## Document passage
It is true that Ms Knowles' allegation about 'obscenities' is quite non‑specific. Again the objective of the evidence is presumably to try and lay even further foundation to show Mrs Aikman's personal state of malice at this time towards the plaintiffs, which is shortly after the first of the allegedly defamatory emails complained of (28 July 2014). The generality of the reference to 'obscenities' in Ms Knowles' statement is so vague as to be unhelpful. Again, I have no doubt that Mrs Aikman's very negative views about the plaintiffs at that time were strongly held. They had intensified over time, through numerous incidents canvassed by Mr Rakich and by herself under their witness statements. But as is well established as a principle of defamation law, ill will, by itself, does not prove malice. An evaluation as to malice needs to be holistically conducted, where necessary, by reference to what has been written or said in overall context. The allegedly defamatory publications need to be looked at and considered first, before embarking upon any assessment as to whether the words published or articulated were written or spoken for a malevolent collateral purpose. I will conduct a discrete malice evaluation separately, later in these reasons, subsequent to assessing each of the six publications at issue.
Other trial evidence relied upon by the plaintiffs: Messrs Thomas and Newbold
There were two further witness statements relied upon by the plaintiffs. These were exhibits 7 and 9, being the witness statement of Mr Thomas dated 22 November 2016 and a statement of Mr Newbold dated 13 October 2016.
Mr Thomas' statement was once again provided in circumstances where he was not required for cross‑examination by Mrs Aikman. He relates his position as the COO of SHG since 2008. He was initially Operations Manager and became COO in 2011, after he returned to the organisation.
Mr Thomas relates various matters concerning Magistrates Court proceedings taken against Mrs Aikman which were seeking $4,694 in legal costs and also in relation to Mrs Aikman's alleged illicit use of a garage at strata lot 3 for cleaning and linen storage purposes around January 2013 to facilitate her rival strata management business at Seashells Mandurah.
This evidence adds very little to the evidence already provided in respect of these events, which once again are presumably raised from a perspective of seeking to show historical ill will by Mrs Aikman, rising later to a level causing Mrs Aikman to act with a malicious intent in her publications.
At par 71 of his statement, Mr Thomas (exhibit 7) relates matters he says Mrs Aikman said to him at various times, although he does not recall precisely when the events happened, as regards Seashells Scarborough or Seashells Yallingup or, indeed, Seashells Resorts generally. He also relates comments he says Mrs Aikman made concerning Messrs King and Rakich at par 71.3 through 71.5. Again, none of those alleged verbal remarks by Mrs Aikman are the subject of separate defamation proceedings brought in their own right. Presumably, again, they are related towards showing malice.

## Information supplied
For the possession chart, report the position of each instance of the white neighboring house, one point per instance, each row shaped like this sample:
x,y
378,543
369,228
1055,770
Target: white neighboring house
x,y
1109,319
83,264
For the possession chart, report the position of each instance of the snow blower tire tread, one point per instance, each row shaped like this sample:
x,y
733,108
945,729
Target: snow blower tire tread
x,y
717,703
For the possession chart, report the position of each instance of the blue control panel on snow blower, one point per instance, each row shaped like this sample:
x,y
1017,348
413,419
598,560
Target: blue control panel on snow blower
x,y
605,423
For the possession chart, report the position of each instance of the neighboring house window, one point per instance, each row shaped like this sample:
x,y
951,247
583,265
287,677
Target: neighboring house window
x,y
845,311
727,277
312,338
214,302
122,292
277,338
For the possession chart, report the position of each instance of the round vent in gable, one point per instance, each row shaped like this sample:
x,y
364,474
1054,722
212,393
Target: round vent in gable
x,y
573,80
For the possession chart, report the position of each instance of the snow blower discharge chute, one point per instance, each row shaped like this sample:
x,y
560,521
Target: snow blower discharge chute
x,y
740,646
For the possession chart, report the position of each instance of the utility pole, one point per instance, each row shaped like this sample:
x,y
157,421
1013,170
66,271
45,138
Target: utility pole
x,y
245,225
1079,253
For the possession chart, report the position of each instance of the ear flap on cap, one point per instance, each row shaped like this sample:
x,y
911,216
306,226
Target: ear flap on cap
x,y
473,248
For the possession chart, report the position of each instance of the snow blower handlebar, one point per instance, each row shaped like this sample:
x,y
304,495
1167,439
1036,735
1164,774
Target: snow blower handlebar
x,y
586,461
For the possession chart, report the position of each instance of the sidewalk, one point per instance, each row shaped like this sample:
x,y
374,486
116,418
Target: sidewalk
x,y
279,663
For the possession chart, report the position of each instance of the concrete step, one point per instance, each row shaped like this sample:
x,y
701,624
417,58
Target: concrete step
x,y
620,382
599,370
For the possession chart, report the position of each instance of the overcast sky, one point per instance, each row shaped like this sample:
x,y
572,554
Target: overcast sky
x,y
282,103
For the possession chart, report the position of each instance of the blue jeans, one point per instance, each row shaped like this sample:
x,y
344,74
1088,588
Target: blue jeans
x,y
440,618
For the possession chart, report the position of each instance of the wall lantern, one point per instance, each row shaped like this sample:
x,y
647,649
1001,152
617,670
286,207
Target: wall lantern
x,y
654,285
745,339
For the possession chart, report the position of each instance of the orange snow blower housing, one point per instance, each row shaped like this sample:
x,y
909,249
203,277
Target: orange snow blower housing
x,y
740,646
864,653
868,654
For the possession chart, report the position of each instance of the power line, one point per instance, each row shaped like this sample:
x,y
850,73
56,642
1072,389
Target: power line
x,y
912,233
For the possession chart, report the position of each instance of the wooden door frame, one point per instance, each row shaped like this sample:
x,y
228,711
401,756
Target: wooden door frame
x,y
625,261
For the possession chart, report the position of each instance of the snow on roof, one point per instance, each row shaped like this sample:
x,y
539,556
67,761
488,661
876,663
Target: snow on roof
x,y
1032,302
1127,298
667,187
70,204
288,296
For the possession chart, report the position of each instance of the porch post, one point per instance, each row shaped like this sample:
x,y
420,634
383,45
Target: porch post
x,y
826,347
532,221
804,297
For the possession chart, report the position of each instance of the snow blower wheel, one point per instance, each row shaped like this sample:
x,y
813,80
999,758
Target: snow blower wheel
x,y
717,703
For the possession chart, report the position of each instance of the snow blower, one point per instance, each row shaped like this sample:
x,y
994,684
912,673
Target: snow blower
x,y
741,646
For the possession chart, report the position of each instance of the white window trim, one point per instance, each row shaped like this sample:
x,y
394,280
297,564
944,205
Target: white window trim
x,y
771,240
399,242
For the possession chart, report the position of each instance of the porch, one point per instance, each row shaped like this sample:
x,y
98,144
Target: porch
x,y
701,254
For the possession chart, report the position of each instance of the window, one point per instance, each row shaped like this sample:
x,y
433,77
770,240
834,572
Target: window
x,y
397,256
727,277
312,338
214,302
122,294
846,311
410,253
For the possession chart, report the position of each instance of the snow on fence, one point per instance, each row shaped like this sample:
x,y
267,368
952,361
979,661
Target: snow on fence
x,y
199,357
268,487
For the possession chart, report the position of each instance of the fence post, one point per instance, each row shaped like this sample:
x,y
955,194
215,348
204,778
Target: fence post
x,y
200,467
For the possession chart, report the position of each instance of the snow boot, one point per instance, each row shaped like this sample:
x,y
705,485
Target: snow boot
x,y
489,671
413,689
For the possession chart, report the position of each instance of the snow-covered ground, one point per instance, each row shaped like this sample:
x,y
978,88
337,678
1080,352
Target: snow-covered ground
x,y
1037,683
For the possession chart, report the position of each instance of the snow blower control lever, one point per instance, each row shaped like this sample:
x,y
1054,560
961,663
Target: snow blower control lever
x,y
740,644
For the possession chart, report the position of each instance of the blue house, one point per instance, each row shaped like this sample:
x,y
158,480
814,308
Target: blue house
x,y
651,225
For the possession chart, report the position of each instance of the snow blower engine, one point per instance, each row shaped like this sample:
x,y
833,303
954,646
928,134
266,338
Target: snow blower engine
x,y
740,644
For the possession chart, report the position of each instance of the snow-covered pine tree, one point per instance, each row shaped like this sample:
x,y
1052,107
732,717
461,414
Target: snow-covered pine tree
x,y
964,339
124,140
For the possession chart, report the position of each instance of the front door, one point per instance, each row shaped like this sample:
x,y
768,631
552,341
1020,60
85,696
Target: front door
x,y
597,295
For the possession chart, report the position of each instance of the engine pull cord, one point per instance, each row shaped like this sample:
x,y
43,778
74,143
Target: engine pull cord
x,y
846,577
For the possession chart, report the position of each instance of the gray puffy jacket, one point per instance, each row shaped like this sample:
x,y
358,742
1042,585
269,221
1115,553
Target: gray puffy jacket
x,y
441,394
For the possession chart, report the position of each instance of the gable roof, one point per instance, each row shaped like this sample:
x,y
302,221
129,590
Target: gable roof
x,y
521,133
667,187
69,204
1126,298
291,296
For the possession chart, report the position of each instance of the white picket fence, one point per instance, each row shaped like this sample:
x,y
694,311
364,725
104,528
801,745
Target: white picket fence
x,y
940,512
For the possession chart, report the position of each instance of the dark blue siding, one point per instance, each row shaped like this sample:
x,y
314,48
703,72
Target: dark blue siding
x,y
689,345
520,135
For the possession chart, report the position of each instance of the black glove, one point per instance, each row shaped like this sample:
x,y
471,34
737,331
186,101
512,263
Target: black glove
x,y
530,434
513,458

## Task requirements
A. In the judgment excerpt, in what year did Mr Thomas become COO of SHG?
B. Carry the judgment excerpt on from its final sentence.

## Expected results
A. He became COO in 2011, after he returned to the organisation.

B.
However, this evidence of Mr Thomas is ultimately unhelpful given its lack of specificity as to when and to the surrounding circumstances in which such remarks were made.
Presumably, Mr Thomas' observations found in par 73, by reference to a document in exhibit 2.212, TB pages 1085 - 1086 directed to a lot owner at Seashells Yallingup, is an attempt to paint Mrs Aikman's conduct as illustrative of her acting in her own business interests at the time - to illegitimately further her own competitive business at AW Co's expense, again from a malice perspective. Again, I will evaluate the malevolent collateral purpose challenge in a discrete malice related section.
The witness statement of Mr Newbold (exhibit 9) describes his employment as General Manager for the Seashells Mandurah group as an employee of SHG from October 2011. Mr Newbold provides greater details about the nature of cleaning materials that were stored in a Seashells Mandurah storeroom when used by Mrs Aikman. This included some toilet paper, tissues, room amenities (soap etc) and linen.
At par 12 Mr Newbold relates his observations upon so-called regular deliveries by a linen truck and his communication of these matters to Mr Rakich in or around 2012 (par 13).
Mr Newbold left SHG in late December 2015. His inconsequential evidence adds nothing more to the substantial bodies of documentary and other evidence bearing upon malice related issues as regards Mrs Aikman.
Practical consequences of Mrs Aikman's alleged malice
The forensic consequence of the plaintiffs' malice allegations against Mrs Aikman was to substantially expand the duration and scope of enquiry of this defamation trial which, in the end, ran for four full days.
For this trial, the malice allegations directed by all plaintiffs at Mrs Aikman are tied to the following expansive features of the trial, namely:
(a)the plaintiffs' reply pleading, which raises 37 (par 2.3.3, particulars A to KK) separate factual averments as to conduct, incidents or matters against Mrs Aikman as being either, alone or in aggregate, suggestive of her collateral ill motivations towards the plaintiffs;
(b)an extensive discovery process heavily probing the allegation as to Mrs Aikman's malice. This translated, at trial, into a tendering of a three‑volume lever arch TB (exhibit 2) and then a supplementary TB, with the vast majority of the documents (given all six alleged defamatory publications were otherwise admitted) adduced to either advance or diminish the plaintiffs' arguments over Mrs Aikman's alleged malevolent intent towards the plaintiffs;
(c)a full day's cross-examination of Mrs Aikman, mostly, as I assessed it, from the perspective of attempting to show her malevolent intent towards the plaintiffs. That arose in circumstances where none of the plaintiffs' witnesses, including Messrs King and Rakich, were required to be cross‑examined. Their respective witness statements were simply tendered. Mrs Aikman was the only witness to give viva voce evidence under cross‑examination at the trial; and
(d)overall, on my assessment, a defamation trial that ought not to have exceeded two hearing days at most (given all of what was otherwise agreed or was uncontroversial) occupied four trial days.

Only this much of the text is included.